Judge Tosses Out Evidence During Second Day of Naylor Trial
A judge in Albemarle Circuit Court dismisses evidence in the trial for Dana William Naylor, Junior, the man accused of causing a fatal crash last January.
ALBEMARLE COUNTY, Va. (WVIR) - A judge in Albemarle Circuit Court is dismissing evidence in the trial for Dana William Naylor, Junior, the man accused of causing a fatal crash last January.
The 31-year-old defendant is charged with involuntary manslaughter and DUI maiming. Authorities believe the Esmont man drove a Time Disposal trash truck around safety arms at a train crossing on Lanetown Road on January 31, 2018. The truck was struck by an Amtrak train, seriously injuring Dennis James Patrick Eddy and killing 28-year-old Christopher Sachem Foley. Both victims were sitting in the truck with Naylor.
However, the DUI-related charge may be thrown out after Judge Cheryl Higgins ruled Tuesday, February 26, that jurors would not hear testimony from a toxicology expert, nor see the results of a blood test. It was also revealed in court that marijuana was found inside the truck, however, the judge dismissed that information, as well.
“The defense can make a motion to strike [ DUI maiming],” said NBC legal analyst Bonnie Lepold. “They [the commonwealth] have to present some evidence of intoxication and or impairment by THC, and it's my understanding without that evidence and being able to interpret it than the judge will have to consider that motion."

═══

● **Work to complete**
Continue the news story about the Naylor trial, starting after its last paragraph.

═══

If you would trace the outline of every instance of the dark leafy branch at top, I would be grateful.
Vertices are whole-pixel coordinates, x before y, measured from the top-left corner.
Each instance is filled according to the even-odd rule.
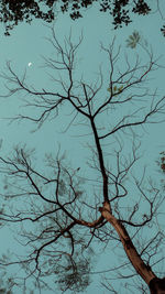
[[[58,7],[63,13],[69,12],[73,20],[82,18],[84,11],[92,7],[97,0],[1,0],[0,1],[0,22],[4,24],[6,35],[10,35],[12,30],[20,22],[31,23],[33,19],[41,19],[53,22],[56,18]],[[155,0],[154,8],[148,0],[100,0],[99,11],[109,12],[112,17],[114,29],[128,25],[132,22],[132,13],[147,15],[150,12],[158,11],[163,18],[161,4],[163,0]],[[161,29],[165,35],[164,25]]]

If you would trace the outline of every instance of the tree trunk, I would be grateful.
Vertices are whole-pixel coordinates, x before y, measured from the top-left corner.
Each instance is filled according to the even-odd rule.
[[[103,203],[103,207],[99,208],[102,217],[107,219],[118,232],[120,240],[123,244],[124,251],[131,261],[133,268],[141,275],[141,277],[148,285],[151,294],[165,294],[165,277],[158,279],[152,269],[144,263],[140,254],[138,253],[127,229],[112,214],[110,204],[108,202]]]

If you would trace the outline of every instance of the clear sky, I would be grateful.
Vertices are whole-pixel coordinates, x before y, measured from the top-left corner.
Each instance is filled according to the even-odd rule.
[[[134,31],[139,31],[140,34],[152,45],[155,55],[162,56],[161,64],[165,65],[165,39],[160,32],[162,26],[162,19],[158,14],[152,14],[150,17],[133,17],[134,22],[128,28],[114,31],[111,25],[111,19],[109,14],[98,13],[98,10],[92,8],[84,13],[84,18],[78,21],[72,21],[68,15],[58,14],[55,21],[55,30],[57,37],[63,40],[64,35],[73,32],[74,39],[78,39],[80,32],[84,34],[84,42],[79,50],[79,68],[85,73],[86,78],[92,79],[99,67],[99,64],[105,62],[105,57],[100,52],[100,42],[108,45],[111,43],[113,36],[117,36],[117,44],[121,44],[122,51],[127,51],[128,54],[132,54],[131,48],[127,48],[125,40]],[[31,25],[20,24],[11,32],[11,36],[3,36],[3,31],[0,31],[0,72],[6,72],[6,62],[11,61],[11,65],[18,74],[22,74],[26,69],[28,83],[35,86],[37,89],[48,89],[53,87],[46,76],[46,69],[41,67],[43,64],[42,55],[48,56],[52,54],[51,45],[45,41],[45,37],[50,36],[50,30],[44,25],[42,21],[34,21]],[[130,53],[129,53],[130,52]],[[136,48],[139,52],[139,48]],[[100,57],[101,56],[101,57]],[[101,59],[102,58],[102,59]],[[28,66],[32,63],[31,66]],[[124,63],[124,61],[123,61]],[[122,66],[122,64],[121,64]],[[160,68],[154,75],[151,81],[151,88],[157,88],[160,95],[165,94],[164,83],[164,68]],[[0,94],[4,94],[6,88],[3,80],[0,78]],[[67,145],[67,154],[69,159],[78,166],[82,165],[84,157],[79,156],[84,154],[88,155],[88,151],[84,152],[84,139],[75,139],[75,134],[78,134],[79,130],[75,129],[73,133],[64,134],[63,126],[56,124],[55,121],[45,123],[37,132],[30,132],[33,130],[33,126],[30,123],[12,123],[9,124],[6,118],[11,117],[20,111],[22,105],[22,97],[19,99],[0,98],[0,139],[3,140],[1,152],[8,154],[11,152],[14,144],[25,142],[29,146],[36,148],[37,154],[44,154],[47,151],[52,151],[57,148],[59,141],[63,150]],[[65,122],[65,121],[64,121]],[[63,124],[63,122],[61,122]],[[65,124],[65,123],[64,123]],[[158,152],[164,150],[164,129],[165,123],[152,124],[146,128],[146,131],[142,139],[142,150],[144,151],[143,163],[150,165],[152,170],[155,168],[155,160],[157,160]],[[81,140],[81,146],[79,142]],[[48,142],[48,144],[47,144]],[[74,142],[74,144],[73,144]],[[10,233],[2,230],[3,241],[0,243],[0,250],[3,251],[8,244],[12,248],[12,239]],[[15,249],[14,249],[15,250]],[[98,255],[96,258],[95,271],[105,271],[109,269],[110,263],[106,255]],[[100,280],[97,274],[92,274],[94,283],[87,288],[86,293],[100,293],[106,294],[106,290],[100,286]],[[37,292],[36,292],[37,293]],[[48,294],[48,292],[43,292]],[[127,294],[127,292],[122,292]]]

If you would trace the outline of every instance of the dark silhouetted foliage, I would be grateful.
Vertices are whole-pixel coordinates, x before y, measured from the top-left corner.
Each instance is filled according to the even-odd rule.
[[[76,20],[82,18],[82,12],[92,7],[94,2],[97,0],[1,0],[0,22],[6,26],[4,34],[10,35],[10,30],[23,21],[31,23],[33,19],[42,19],[52,22],[57,12],[56,4],[59,4],[63,12],[68,12],[70,18]],[[100,12],[109,12],[112,15],[114,29],[132,22],[132,12],[146,15],[152,11],[148,0],[100,0],[99,4]],[[165,36],[164,26],[161,32]]]

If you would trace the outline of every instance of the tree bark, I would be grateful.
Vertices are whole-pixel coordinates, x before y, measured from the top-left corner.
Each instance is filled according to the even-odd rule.
[[[165,294],[165,279],[158,279],[152,269],[144,263],[138,253],[127,229],[121,221],[111,214],[110,204],[105,202],[103,207],[100,207],[99,210],[102,217],[105,217],[105,219],[107,219],[107,221],[109,221],[118,232],[129,260],[131,261],[138,274],[141,275],[141,277],[148,285],[151,294]]]

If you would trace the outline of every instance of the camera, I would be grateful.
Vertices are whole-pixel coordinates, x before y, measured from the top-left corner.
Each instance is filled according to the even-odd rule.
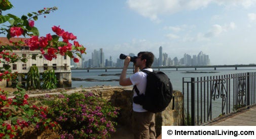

═══

● **Response to this exercise**
Judge Higgins had the jury leave the courtroom before she heard testimony from the toxicology expert. The witness said many factors are involved when determining impairment from marijuana. The witness said Naylor’s blood test indicated he had levels of THC on the day of the deadly crash.
Higgins’ decision to keep this information from jurors was partially based on the expert acknowledging that science cannot determine the level of impairment just with a blood sample. Meanwhile, the discovery of marijuana was excluded since it doesn't prove anyone in the truck was under the influence at the time.
Jurors did hear from a nurse, who explained the protocol he used to draw blood from Naylor, who was receiving treatment at the University of Virginia Medical Center after the crash. Investigators had obtained a warrant to collect a blood sample from the defendant while he was in the hospital. They thought they smelled alcohol on Naylor.
Other witnesses called to the stand Tuesday included an inspector, a Virginia State Police trooper, an Albemarle County Police officer, and the owner of Time Disposal.
The inspector told the court that he regularly checked the Lanetown Rd. crossing, and that it was operating as normal at the time of the crash. The witness also added that those safety arms are extremely easy to drive through. The inspector explained that the train crossing signals begin about 30 seconds before the train gets to the intersection, which comes out to about a half a mile.
Authorities and previous witnesses have stated that the safety arms were down and flashing when Naylor drove onto the tracks.
The owner of Time Disposal told jurors that Naylor was a great employee. He also stated that all of the trash trucks are inspected before and after they're driven for the day, and that each is equipped with a GPS device. The owner testified that Naylor's truck didn't have any issues.
The court also heard from Eddy’s father, Dennis Eddy. He said his son is in an inpatient brain rehab center in North Carolina. Eddy has short-term memory loss, and suffers from anxiety and depression. According to a doctor, who also took the stand Tuesday, Eddy has permanent cognitive issues.
Naylor's trial began on Monday, and is scheduled to last a total of three days.